### What the task asks
Retype, word for word, the section of the Jack Ashford text that begins with the words "In the 1960s" and ends with "as Eddie Parker.".

### Exercise text

::::

Background information
- Born: May 18, 1934 (age 92) Philadelphia, Pennsylvania, U.S.
- Occupation: Musician
- Instruments: Percussion; kazoo;
- Years active: 1950s–1980s
- Formerly of: The Funk Brothers

= Jack Ashford =

American musician (born 1934)

Jack Ashford (born May 18, 1934) is an American musician who was a percussionist for Motown Records' in-house Funk Brothers band during the 1960s and early 1970s. Ashford is most famous for playing the tambourine on hundreds of Motown recordings.

== Early life ==
Ashford was born and raised in Philadelphia. He lived with his mother in different relatives' houses, as she did not own a house. Ashford attended the Granoff School of Music.

==Career==
Ashford was started out as a vibraphone player. His earliest known performance was around 1953, when he toured with The Hamiltones, in Providence, Rhode Island.

He was noticed by Motown in 1963, and hired as a multi-percussionist. Among the percussives Ashford played on records included tambourine, vibraphone, marimba, maracas, cabasa, bells, chimes, bell tree, finger cymbals, kazoo, triangle, wood block, handclaps, foot stomps and hotel sheet. He soon became a high-in demand session player, and is said to have played on thousands of Motown songs throughout the 1960s and 1970s.

His definitive performance is on "War" by Edwin Starr. Other notable songs Ashford played tambourine on include "Nowhere to Run" by Martha & the Vandellas, "You Can't Hurry Love" by the Supremes, "Going to a Go-Go" by the Miracles, "I Heard It Through the Grapevine" by Marvin Gaye, "Signed, Sealed, Delivered I'm Yours" by Stevie Wonder, and "Don't Leave Me This Way" by Thelma Houston. Influenced by Milt Jackson and Lionel Hampton, he played the vibes on Motown recordings such as the Miracles' "Ooo Baby Baby", the Supremes' "Where Did Our Love Go", and Marvin Gaye's "What's Going On".

While working at Motown, he founded his own independent production companies and record labels, including Pied Piper and Just Productions.

In the 1960s and 1970s, Ashford worked closely with singer and songwriter Lorraine Chandler, setting up Pied Piper Productions, and working with her on her own records and those of other musicians in Detroit such as Eddie Parker.

::::

### Data shown
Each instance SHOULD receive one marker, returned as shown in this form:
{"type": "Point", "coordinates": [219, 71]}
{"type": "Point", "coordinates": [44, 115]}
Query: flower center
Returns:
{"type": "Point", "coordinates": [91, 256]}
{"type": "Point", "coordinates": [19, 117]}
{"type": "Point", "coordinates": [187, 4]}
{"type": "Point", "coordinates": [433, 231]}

::::

### Answer to this exercise
In the 1960s and 1970s, Ashford worked closely with singer and songwriter Lorraine Chandler, setting up Pied Piper Productions, and working with her on her own records and those of other musicians in Detroit such as Eddie Parker.